Copy every item below word for word, keeping all of its lines unchanged. Leave the pictures out of your copy.

Extracts from a box-labeled dataset:
►

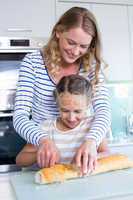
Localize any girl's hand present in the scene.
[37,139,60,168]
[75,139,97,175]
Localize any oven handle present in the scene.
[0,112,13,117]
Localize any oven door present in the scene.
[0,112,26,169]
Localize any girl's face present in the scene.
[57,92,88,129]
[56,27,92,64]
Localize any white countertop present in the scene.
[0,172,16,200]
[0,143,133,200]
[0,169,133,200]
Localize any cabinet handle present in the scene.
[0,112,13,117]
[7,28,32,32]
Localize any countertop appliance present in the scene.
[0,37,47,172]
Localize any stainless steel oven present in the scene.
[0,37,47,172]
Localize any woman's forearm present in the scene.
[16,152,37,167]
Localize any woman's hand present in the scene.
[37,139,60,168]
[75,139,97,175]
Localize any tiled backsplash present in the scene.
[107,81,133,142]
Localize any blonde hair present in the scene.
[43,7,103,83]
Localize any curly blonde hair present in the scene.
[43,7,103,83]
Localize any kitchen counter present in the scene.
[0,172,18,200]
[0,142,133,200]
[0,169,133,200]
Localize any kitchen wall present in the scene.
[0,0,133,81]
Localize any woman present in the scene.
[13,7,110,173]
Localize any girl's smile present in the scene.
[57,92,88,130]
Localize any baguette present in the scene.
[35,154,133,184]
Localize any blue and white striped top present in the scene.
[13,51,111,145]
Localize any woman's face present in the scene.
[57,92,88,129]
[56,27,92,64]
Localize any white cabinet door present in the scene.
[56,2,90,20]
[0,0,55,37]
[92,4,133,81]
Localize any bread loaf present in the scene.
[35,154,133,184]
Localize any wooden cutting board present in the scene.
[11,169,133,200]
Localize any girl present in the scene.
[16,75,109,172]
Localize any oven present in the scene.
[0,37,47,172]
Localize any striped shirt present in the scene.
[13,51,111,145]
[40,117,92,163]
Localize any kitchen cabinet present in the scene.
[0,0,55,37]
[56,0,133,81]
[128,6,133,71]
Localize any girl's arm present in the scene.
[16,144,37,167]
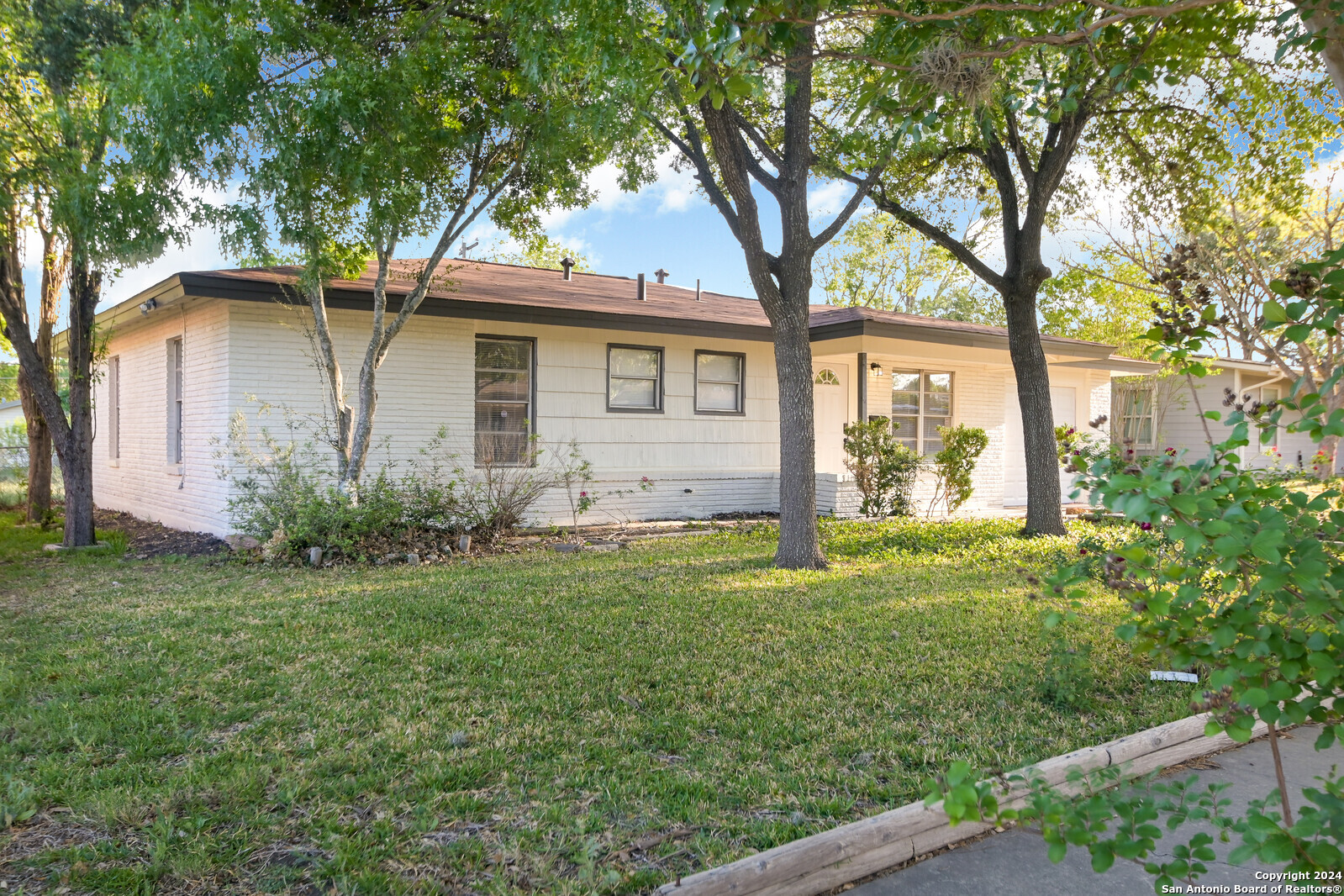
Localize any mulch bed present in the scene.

◄

▶ [TASK SOLUTION]
Localize any girl's hand present in the scene.
[37,139,60,168]
[75,139,97,175]
Localize any oven handle present in the scene.
[0,112,13,117]
Localize any oven door present in the scene.
[0,112,26,169]
Localize any girl's face present in the scene.
[57,92,88,129]
[56,27,92,64]
Localize any white countertop present in the scene.
[0,172,16,200]
[0,143,133,200]
[0,169,133,200]
Localize any cabinet handle present in the scene.
[0,112,13,117]
[7,28,32,32]
Localize any countertop appliance present in the scene.
[0,37,47,172]
Localize any stainless steel oven present in the scene.
[0,37,47,172]
Localize any woman's forearm present in the scene.
[16,152,37,167]
Localize any woman's hand present in the scene.
[37,139,60,168]
[75,139,97,175]
Localize any tiled backsplash present in the scene.
[107,81,133,142]
Localize any blonde hair present in the scene.
[43,7,103,83]
Localize any curly blonde hair present in the scene.
[43,7,103,83]
Localize any kitchen counter present in the scene.
[0,172,18,200]
[0,142,133,200]
[0,169,133,200]
Localize any kitchen wall present in the scene.
[0,0,133,81]
Localize any woman present in the scene.
[13,7,110,173]
Localize any girl's smile present in the scene.
[57,92,88,130]
Localize any baguette present in the scene.
[35,154,133,184]
Localize any blue and white striped top present in the scene.
[13,51,111,145]
Localize any woman's face present in the scene.
[57,92,88,129]
[56,27,92,64]
Localize any white cabinet door present in the scene.
[56,2,90,20]
[0,0,55,37]
[92,4,133,81]
Localize any bread loaf present in the scene.
[35,154,133,184]
Localize any wooden cutting board present in the scene.
[11,169,133,200]
Localize any girl present in the scene.
[16,75,109,172]
Localize any oven present in the scene.
[0,37,47,172]
Localize any striped shirt present in the scene.
[13,51,111,145]
[40,117,92,163]
Localize any kitchen cabinet present in the scene.
[0,0,55,37]
[56,0,133,81]
[128,6,133,71]
Localize any girl's arm present in the scene.
[16,144,37,167]
Localize any mulch bed present in the scene.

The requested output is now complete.